To do:
a) According to the article on the James Webb Space Telescope's first images of Mars, which instrument captured the images of Mars' observable disk?
b) Write the next part of the article on the James Webb Space Telescope's first images of Mars, starting after its final sentence.

### Source document ###

James Webb Space Telescope's 1st images of Mars reveal atmosphere secrets
Infrared images of Mars captured by the space telescope show its surface features and hint at its chemistry.
The James Webb Space Telescope (JWST) has captured its first images of Mars, viewing infrared light coming from the Red Planet with high sensitivity.
The James Webb Space Telescope's first images and spectra of Mars were released on Monday (Sept. 19) at the Europlanet Science Congress (EPSC) 2022. The images and measurements were made on Sept. 5, 2022 from JWST's position around a million miles (1.6 million kilometers) from Mars.
The images of Mars' observable disk — the side of the planet lit by the sun and facing the telescope — were captured by Webb's Near-Infrared Camera (NIRCam) and could provide planetary scientists with a unique view of Earth's close neighbor, delivering data that can be used in conjunction with observations made by rovers like NASA's Perseverance and craft in the Martian orbit.

### Dataset ###

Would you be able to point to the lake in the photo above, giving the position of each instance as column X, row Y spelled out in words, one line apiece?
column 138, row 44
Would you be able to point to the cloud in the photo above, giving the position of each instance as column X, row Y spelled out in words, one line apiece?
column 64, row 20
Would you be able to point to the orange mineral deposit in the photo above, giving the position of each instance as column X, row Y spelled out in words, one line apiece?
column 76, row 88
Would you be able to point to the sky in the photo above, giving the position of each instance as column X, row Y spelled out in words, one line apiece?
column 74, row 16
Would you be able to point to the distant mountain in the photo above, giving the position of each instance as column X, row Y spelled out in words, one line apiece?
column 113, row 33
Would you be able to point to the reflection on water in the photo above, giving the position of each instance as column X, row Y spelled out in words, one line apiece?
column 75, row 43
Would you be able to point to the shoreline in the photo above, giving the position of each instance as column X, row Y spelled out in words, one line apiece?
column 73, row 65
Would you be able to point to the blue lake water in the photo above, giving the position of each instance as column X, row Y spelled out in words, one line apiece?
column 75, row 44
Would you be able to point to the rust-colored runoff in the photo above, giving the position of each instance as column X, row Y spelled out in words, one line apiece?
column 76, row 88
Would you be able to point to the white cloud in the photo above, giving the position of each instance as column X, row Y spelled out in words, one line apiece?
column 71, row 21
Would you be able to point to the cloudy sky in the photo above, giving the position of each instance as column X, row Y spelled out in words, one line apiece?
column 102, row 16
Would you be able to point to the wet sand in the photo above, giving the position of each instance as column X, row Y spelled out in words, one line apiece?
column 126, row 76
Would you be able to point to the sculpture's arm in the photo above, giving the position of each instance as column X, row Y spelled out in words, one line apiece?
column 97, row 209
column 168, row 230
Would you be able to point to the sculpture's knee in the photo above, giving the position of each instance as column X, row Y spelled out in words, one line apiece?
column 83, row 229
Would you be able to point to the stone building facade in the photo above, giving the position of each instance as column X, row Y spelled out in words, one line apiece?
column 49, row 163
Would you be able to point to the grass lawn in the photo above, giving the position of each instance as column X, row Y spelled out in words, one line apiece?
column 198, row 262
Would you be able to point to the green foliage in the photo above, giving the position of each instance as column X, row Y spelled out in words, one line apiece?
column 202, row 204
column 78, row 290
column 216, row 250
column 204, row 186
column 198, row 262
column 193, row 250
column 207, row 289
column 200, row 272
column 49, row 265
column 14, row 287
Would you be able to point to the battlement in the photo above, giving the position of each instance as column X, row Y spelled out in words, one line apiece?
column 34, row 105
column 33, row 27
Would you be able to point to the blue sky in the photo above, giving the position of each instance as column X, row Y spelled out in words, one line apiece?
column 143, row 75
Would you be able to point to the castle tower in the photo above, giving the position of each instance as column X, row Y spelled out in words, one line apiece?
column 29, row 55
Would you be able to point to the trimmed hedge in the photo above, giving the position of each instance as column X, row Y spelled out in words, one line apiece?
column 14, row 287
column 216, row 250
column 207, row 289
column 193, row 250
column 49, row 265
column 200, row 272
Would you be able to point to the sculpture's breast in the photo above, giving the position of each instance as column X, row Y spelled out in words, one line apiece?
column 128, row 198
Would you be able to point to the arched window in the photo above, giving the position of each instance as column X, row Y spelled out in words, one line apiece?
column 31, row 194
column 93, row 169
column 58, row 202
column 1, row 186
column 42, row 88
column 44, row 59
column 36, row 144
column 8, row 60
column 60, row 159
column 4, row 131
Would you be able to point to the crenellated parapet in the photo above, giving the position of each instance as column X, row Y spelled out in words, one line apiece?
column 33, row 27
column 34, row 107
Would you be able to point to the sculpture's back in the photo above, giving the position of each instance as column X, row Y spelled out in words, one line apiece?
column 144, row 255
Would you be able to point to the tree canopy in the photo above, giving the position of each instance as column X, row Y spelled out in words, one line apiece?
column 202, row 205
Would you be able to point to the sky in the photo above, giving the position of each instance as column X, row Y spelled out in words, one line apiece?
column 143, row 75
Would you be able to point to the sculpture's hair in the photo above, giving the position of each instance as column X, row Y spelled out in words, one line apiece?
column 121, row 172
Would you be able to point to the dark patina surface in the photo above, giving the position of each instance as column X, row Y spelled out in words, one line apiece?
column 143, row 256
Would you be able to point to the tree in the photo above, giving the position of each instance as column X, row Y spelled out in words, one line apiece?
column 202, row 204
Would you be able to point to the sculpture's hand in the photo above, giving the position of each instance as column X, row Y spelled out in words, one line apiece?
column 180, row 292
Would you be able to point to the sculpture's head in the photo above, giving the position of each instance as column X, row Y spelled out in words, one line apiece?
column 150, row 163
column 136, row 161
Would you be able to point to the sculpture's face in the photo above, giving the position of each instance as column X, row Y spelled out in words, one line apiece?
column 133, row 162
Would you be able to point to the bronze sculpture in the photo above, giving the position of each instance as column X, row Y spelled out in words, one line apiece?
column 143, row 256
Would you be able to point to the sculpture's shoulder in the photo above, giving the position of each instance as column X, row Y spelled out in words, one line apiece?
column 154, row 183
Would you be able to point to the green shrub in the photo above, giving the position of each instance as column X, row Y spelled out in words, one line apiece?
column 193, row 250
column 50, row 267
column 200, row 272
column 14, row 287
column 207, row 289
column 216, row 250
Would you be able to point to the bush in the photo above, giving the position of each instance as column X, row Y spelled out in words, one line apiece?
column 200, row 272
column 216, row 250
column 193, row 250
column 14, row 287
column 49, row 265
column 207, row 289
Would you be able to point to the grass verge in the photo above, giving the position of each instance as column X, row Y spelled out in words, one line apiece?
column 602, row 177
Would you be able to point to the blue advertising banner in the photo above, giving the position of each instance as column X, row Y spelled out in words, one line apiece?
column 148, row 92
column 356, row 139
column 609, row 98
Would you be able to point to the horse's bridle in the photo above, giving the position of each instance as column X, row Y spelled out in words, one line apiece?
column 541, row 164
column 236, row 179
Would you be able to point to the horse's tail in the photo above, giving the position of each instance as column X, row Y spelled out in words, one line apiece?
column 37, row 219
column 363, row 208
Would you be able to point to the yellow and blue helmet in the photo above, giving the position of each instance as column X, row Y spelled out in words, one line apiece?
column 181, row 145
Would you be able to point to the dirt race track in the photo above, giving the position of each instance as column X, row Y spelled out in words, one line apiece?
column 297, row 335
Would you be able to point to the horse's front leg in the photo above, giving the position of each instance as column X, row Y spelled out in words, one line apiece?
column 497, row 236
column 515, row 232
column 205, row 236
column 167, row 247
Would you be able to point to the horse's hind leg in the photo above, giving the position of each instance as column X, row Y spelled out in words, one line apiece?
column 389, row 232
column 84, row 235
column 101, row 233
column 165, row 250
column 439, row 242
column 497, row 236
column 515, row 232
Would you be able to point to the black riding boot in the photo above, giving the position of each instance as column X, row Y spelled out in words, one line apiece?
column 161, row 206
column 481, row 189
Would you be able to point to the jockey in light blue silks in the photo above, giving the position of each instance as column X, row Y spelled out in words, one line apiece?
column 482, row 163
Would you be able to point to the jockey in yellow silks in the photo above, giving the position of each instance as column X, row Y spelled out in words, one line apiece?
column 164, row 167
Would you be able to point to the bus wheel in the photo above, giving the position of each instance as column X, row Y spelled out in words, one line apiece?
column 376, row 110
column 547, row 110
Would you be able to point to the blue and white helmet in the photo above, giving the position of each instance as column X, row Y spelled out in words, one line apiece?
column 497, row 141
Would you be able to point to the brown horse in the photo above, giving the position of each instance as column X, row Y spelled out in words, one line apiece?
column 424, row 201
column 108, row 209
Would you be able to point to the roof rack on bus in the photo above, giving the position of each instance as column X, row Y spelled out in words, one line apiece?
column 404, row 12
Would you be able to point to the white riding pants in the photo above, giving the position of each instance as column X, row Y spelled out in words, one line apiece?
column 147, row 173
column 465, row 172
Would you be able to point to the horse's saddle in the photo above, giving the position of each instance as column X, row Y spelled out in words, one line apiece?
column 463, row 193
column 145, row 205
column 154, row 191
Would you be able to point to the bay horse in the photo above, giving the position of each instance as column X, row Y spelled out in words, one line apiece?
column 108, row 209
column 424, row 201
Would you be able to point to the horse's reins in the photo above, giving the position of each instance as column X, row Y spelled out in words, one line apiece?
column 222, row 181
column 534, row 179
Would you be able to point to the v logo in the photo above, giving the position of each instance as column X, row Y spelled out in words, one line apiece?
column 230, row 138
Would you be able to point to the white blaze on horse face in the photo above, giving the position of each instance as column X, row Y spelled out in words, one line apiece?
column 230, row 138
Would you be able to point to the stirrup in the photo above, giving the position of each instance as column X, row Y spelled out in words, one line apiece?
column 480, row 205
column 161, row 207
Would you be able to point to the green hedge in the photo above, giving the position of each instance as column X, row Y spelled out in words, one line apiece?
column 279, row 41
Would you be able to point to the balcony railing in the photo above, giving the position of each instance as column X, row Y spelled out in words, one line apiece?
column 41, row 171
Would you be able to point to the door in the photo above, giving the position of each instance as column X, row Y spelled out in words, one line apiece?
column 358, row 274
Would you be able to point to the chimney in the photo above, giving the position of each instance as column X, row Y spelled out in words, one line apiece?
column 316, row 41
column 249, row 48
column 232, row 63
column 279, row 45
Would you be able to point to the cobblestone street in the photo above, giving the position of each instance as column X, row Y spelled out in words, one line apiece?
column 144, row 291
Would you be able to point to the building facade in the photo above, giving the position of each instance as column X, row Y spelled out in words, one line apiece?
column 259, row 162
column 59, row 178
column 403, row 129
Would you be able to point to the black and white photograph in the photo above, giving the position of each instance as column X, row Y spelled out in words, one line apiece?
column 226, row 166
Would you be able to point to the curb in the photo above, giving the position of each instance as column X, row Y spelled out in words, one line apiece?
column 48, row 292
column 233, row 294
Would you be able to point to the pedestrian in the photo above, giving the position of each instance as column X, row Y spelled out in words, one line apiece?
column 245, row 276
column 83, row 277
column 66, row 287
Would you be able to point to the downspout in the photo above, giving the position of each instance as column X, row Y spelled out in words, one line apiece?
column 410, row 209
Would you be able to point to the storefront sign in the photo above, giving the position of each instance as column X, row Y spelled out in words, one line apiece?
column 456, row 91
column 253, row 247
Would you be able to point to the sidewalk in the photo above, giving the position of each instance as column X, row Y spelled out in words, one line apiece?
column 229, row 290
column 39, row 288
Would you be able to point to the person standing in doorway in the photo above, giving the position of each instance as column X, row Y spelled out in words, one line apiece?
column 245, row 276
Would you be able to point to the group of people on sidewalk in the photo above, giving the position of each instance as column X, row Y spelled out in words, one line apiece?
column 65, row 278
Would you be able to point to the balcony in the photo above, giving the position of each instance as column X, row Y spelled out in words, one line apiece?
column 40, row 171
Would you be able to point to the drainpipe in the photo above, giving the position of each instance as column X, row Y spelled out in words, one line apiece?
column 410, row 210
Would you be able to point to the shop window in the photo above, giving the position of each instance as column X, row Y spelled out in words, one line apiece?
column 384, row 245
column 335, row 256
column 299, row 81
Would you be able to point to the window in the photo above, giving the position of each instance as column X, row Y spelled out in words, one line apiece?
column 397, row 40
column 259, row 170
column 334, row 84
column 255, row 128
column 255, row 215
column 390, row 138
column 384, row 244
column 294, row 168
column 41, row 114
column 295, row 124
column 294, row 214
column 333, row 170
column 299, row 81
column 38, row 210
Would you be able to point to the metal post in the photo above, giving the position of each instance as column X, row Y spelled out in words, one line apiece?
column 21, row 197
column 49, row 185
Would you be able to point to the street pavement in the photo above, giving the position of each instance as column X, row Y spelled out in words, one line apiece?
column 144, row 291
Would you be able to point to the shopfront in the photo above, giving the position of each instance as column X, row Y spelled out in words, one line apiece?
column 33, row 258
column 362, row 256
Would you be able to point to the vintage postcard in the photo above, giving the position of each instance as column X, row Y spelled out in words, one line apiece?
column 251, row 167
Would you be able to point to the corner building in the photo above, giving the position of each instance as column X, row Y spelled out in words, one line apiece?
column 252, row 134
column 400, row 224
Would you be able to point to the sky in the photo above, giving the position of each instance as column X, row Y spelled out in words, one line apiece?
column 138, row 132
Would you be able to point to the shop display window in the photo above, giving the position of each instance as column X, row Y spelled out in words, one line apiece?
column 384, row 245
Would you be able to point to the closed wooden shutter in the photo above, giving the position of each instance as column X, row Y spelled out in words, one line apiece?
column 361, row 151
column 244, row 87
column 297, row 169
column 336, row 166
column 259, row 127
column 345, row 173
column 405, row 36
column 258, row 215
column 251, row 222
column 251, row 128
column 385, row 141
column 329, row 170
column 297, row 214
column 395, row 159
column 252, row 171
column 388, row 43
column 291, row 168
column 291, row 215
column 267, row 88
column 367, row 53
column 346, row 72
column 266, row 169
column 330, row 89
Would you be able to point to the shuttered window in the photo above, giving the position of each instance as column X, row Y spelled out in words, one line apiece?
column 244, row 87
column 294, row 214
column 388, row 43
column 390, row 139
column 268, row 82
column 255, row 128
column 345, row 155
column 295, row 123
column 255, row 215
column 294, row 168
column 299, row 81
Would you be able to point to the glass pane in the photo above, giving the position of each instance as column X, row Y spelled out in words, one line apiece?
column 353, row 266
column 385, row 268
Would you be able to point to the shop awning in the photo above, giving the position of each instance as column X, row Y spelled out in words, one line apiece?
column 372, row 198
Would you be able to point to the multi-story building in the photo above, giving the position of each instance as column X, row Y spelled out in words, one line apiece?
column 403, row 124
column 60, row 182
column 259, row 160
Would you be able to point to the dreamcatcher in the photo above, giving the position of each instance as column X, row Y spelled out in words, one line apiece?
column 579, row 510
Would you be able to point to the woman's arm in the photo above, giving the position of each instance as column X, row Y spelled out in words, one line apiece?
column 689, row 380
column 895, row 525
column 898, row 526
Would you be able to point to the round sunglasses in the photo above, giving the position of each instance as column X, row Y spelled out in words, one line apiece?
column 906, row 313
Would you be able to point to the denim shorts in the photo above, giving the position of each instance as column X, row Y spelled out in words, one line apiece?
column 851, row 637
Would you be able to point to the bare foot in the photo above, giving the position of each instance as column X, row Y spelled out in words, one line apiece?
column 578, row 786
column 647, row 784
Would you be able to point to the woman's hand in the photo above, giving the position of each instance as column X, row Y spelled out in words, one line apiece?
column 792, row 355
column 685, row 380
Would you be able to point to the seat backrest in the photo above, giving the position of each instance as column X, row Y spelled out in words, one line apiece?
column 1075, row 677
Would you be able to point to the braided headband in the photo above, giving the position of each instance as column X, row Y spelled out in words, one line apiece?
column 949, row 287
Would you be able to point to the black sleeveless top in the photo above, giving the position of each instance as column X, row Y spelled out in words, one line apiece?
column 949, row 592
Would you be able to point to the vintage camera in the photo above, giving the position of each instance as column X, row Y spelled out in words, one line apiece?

###

Written answers:
a) Webb's Near-Infrared Camera (NIRCam)

b)
Related: James Webb Space Telescope snags its 1st direct photo of an alien world
Because Mars is relatively close and is very bright, it isn't the easiest object for the JWST — designed to see incredibly distant and faint objects — to visualize.
"Mars is so bright, that the challenge is how to see it," NASA Planetary Systems Laboratory at Goddard Space Flight Center scientist and lead investigator Giuliano Liuzzi said in an EPSC press conference to mark the release of the images.
To prevent the bright infrared light from Mars from blinding the JWST's instruments, scientists used very short exposures to observe the Red Planet. This meant measuring only some of the light that reached JWST's detectors and then applying special methods to analyze the collected data.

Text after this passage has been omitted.